* [Provided passage]
● ● ● ●

- Move your body more and feel your feelings more: Have you ever been to a yoga or fitness class and all of a sudden you feel super emotional, like maybe you even start crying? It sounds crazy, but it happens! Our emotions live in our bodies, not our heads, and when we start to move our bodies, sometimes these feelings bubble to the surface. As scary as it can be, feeling your feelings is vital. One way to do this is through movement! This can be anything: a yoga class, an intense workout with weights at the gym, or even a long run.
- Give up defensiveness: Defensiveness is a great defense mechanism. It allows us to blame a cruel boss or a meddling co-worker for a bad work environment. It enables us to see a cluttered home as the fault of a spouse or children, and fights with loved ones as the product of those loved ones’ shortcomings. Yet defensiveness has an ugly side: it blinds us to our own role in our problems. It prevents us from becoming better people. It makes our relationships difficult and one-sided. If you want better relationships this year, resolve to give up defensiveness. That means diligently working to see your own role in every conflict or concern you have. Don’t wait for someone else to change before you’re willing to. Ultimately, you can only change yourself. By looking inward and making small changes in each relationship, you may begin to see massive improvements in your social and intimate life.

● ● ● ●

According to the provided passage, where do our emotions live?

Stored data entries
● ● ● ●

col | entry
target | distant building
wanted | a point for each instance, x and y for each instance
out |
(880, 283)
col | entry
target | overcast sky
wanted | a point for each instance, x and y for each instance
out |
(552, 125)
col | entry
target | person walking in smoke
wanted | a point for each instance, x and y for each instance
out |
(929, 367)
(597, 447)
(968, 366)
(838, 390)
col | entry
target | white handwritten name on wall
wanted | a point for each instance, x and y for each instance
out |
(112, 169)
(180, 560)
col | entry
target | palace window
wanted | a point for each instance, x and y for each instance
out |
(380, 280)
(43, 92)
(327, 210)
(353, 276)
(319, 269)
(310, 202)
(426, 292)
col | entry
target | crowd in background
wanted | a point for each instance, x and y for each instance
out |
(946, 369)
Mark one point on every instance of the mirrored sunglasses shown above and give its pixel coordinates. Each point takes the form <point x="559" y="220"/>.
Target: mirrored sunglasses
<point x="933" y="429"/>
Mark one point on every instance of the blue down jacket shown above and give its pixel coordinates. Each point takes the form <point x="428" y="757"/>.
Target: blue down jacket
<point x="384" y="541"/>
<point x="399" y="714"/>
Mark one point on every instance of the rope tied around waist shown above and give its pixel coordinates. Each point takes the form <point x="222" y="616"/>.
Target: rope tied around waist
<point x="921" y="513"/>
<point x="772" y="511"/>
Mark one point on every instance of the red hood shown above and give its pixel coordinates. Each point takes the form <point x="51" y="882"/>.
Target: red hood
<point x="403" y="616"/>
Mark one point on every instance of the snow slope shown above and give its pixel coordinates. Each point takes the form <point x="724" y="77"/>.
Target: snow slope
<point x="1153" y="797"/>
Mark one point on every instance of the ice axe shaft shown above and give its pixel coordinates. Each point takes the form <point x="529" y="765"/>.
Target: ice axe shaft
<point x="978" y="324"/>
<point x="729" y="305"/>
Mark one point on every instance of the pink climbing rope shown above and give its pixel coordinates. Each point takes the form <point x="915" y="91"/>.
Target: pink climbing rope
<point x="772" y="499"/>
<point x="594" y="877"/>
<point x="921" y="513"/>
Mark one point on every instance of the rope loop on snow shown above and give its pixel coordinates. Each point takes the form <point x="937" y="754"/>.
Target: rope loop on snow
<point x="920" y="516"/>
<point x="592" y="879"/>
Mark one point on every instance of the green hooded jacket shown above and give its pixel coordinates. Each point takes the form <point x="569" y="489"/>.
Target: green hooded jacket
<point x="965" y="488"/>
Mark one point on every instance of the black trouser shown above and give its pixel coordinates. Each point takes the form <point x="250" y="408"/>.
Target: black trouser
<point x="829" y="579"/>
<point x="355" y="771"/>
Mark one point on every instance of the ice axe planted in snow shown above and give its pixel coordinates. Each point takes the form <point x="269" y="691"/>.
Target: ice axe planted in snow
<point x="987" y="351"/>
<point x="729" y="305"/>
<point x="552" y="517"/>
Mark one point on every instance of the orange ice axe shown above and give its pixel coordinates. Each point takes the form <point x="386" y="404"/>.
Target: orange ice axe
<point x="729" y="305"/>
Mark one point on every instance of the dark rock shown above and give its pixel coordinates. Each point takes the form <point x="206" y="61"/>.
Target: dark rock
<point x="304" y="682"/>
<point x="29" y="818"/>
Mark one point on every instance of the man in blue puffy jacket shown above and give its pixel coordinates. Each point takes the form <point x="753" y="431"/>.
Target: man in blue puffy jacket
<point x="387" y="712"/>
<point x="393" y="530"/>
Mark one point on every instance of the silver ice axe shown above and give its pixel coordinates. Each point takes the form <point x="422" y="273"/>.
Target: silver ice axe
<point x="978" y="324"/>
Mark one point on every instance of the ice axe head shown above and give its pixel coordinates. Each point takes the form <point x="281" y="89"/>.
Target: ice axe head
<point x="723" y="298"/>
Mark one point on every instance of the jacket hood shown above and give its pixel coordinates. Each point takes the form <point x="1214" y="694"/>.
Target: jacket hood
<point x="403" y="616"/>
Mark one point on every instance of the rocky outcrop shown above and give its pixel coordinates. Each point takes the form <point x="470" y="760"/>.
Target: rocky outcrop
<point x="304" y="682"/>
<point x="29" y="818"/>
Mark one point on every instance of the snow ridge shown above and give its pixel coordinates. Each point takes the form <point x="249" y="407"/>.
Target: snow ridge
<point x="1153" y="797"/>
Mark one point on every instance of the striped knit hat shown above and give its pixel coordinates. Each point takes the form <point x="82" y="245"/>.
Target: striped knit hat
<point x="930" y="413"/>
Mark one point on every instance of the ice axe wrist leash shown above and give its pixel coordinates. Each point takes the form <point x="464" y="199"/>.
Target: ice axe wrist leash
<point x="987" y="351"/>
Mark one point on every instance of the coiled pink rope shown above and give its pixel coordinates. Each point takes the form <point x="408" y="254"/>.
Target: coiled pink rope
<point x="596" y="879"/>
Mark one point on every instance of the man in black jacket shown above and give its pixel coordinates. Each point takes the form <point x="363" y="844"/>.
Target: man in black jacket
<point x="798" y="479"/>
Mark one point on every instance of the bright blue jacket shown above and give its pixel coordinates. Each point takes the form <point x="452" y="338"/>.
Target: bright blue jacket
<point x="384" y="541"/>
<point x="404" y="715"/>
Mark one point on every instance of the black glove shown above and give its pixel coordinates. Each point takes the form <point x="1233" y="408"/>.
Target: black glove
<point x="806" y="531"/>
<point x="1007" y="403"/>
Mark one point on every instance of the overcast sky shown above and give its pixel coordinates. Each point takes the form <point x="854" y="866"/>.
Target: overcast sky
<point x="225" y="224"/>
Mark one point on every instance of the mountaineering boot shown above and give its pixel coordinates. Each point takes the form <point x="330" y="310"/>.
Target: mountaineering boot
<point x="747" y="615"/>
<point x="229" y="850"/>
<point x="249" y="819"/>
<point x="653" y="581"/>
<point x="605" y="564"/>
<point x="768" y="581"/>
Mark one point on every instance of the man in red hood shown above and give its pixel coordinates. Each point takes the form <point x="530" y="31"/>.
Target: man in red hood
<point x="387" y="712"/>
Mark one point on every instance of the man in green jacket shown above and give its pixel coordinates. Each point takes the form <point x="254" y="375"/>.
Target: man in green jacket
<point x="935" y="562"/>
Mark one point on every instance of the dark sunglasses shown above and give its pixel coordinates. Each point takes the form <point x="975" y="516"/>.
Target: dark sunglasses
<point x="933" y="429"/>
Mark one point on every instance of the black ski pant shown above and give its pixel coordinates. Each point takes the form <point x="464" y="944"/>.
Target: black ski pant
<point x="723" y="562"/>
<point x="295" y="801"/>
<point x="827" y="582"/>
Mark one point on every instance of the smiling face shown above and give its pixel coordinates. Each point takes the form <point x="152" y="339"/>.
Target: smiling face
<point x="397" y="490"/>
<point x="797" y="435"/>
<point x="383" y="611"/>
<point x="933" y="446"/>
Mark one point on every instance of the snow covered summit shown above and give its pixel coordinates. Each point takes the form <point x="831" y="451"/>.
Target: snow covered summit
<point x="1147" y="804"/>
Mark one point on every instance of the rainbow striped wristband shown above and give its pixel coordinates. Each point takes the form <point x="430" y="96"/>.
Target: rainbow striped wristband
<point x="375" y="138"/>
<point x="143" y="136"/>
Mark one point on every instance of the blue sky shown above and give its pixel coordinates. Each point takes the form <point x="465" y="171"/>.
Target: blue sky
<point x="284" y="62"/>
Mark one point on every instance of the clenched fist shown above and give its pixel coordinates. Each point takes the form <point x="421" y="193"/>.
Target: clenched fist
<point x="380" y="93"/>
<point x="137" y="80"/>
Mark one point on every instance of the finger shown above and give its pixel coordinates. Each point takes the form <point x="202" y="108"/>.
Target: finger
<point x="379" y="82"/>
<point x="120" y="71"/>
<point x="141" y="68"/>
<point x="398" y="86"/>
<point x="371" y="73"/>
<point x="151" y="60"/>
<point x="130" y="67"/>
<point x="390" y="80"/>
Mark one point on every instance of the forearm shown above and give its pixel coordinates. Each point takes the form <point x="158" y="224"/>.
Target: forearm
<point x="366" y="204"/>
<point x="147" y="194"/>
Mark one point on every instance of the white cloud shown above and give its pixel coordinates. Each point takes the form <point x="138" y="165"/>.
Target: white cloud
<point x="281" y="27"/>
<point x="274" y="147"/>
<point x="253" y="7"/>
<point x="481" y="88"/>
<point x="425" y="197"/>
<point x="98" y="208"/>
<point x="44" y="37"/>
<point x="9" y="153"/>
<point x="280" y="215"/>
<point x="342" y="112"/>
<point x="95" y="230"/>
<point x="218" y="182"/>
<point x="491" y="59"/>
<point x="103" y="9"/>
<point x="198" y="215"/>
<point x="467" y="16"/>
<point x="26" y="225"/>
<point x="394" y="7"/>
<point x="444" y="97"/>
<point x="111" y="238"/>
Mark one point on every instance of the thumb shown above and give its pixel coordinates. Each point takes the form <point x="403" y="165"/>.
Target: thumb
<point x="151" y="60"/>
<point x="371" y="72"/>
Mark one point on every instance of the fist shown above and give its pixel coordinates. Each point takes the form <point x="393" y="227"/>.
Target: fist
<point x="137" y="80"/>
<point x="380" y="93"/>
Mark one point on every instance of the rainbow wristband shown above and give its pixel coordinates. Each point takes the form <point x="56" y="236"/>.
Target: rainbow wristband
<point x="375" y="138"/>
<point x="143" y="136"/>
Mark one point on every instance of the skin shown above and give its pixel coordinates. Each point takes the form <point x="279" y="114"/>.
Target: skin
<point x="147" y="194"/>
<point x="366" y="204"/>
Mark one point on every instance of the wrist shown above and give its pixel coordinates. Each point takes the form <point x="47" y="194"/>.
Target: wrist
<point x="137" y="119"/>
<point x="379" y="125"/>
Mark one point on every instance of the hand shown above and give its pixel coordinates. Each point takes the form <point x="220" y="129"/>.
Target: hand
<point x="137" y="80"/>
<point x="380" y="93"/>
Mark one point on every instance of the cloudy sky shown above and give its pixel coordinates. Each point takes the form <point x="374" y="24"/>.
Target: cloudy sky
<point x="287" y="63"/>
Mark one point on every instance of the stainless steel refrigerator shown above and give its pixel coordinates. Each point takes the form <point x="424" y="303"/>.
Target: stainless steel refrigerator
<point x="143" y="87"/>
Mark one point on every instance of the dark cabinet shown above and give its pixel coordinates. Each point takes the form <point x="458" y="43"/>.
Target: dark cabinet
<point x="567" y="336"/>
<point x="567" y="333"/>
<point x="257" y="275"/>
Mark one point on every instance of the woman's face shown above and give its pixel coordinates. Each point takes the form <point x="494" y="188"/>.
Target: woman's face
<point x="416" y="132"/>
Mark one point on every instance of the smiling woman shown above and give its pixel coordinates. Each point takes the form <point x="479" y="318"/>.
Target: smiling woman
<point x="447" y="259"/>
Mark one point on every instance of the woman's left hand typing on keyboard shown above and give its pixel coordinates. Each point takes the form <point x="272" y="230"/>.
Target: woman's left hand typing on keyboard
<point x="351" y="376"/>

● ● ● ●

* [Exercise answer]
Our emotions live in our bodies, not our heads.